COMPLETE THE FOLLOWING:
• 1. Repeat the passage of the answer on teachers' social status between "Maybe we need" and "leader of China.", inclusive.
• 2. Condense the paragraph beginning "So, if we want to get better teachers" from the answer on teachers' social status into one shorter sentence that keeps its main points.

TEXT SECTION:
2007-09-25 21:13:57 · 4 answers · asked by Anonymous in Education & Reference Teaching

4 answers

Social status depends on many things. Many blue collar jobs now earn more than many white collar jobs, but the people doing them don't achieve higher social status.

Partly the problem is that in our current social status is based on aspirations (not money) but on our desire to suceed, keep learning and get better.

Teaching is not really an aspirational job. You start as a teacher and you will finish as maybe a senior teacher. You don't really go anywhere.

Maybe we need to change the way teachers live their lives. A school teacher invented the telegraph (and stolen by a guy named morse) the submarine and I believe Chairman Mao was a school teacher before he became the leader of China.

So, if we want to get better teachers we need to have a greater amount of career diversity. We need to allow teachers to move on to other things but still stay in their career.

Yes the courses are easy, because it is the only way to attract enough teachers into the profession.

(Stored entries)
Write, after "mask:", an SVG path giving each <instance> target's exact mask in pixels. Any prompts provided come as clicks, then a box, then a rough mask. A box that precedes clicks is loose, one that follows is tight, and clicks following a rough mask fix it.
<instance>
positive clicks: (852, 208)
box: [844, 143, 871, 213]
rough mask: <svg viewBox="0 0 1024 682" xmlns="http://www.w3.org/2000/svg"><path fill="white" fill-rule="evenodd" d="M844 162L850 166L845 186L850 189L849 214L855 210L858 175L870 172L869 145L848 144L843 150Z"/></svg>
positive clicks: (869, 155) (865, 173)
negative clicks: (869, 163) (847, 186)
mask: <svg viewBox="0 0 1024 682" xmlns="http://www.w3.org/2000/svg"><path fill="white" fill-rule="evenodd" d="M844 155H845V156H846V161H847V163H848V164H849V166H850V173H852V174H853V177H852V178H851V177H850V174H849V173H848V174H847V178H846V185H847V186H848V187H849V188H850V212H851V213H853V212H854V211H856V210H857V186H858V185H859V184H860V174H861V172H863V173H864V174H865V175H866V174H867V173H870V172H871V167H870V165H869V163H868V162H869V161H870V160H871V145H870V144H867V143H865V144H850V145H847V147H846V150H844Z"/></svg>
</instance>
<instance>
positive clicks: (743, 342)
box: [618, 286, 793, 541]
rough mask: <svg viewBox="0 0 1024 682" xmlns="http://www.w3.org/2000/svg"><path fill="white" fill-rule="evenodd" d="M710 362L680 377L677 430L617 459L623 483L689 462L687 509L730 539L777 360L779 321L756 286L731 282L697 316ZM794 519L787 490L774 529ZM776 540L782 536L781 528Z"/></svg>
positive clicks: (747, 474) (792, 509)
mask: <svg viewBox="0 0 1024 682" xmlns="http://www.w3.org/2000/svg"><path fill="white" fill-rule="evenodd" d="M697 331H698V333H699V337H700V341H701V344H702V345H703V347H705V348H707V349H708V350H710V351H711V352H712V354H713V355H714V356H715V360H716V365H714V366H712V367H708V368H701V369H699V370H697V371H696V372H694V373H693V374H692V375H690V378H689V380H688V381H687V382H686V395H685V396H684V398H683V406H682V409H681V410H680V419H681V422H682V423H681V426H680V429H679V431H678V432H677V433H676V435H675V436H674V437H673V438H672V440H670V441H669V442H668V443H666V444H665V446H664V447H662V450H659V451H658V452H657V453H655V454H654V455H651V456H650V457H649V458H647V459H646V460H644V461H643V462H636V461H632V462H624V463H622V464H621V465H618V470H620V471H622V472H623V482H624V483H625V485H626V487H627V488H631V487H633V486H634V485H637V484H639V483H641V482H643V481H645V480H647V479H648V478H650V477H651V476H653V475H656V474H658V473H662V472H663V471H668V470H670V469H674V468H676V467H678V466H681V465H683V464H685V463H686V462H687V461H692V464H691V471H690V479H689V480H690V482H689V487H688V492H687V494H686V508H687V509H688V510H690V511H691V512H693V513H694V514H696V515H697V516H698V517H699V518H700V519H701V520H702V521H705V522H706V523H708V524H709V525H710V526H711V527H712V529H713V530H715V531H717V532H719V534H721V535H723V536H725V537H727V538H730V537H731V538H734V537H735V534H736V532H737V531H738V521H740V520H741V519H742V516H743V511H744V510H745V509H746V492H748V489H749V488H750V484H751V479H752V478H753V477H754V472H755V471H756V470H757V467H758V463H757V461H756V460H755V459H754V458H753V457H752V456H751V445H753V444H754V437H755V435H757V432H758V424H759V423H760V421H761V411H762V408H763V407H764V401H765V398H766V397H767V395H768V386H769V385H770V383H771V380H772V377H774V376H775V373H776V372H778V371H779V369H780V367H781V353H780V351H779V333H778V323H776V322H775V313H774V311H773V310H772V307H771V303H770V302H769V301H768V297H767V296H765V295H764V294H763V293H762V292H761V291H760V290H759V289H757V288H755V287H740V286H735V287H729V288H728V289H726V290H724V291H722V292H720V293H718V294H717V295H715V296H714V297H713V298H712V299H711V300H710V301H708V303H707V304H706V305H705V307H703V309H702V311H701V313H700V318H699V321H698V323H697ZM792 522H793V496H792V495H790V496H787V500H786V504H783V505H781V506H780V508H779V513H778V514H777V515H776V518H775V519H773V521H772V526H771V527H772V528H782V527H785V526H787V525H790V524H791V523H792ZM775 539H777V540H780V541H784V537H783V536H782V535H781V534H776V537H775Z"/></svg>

ANSWERS TO EACH TASK:
• 1.
Maybe we need to change the way teachers live their lives. A school teacher invented the telegraph (and stolen by a guy named morse) the submarine and I believe Chairman Mao was a school teacher before he became the leader of China.

• 2. Better teachers require more career diversity, so teachers can move on to other things while staying in their career.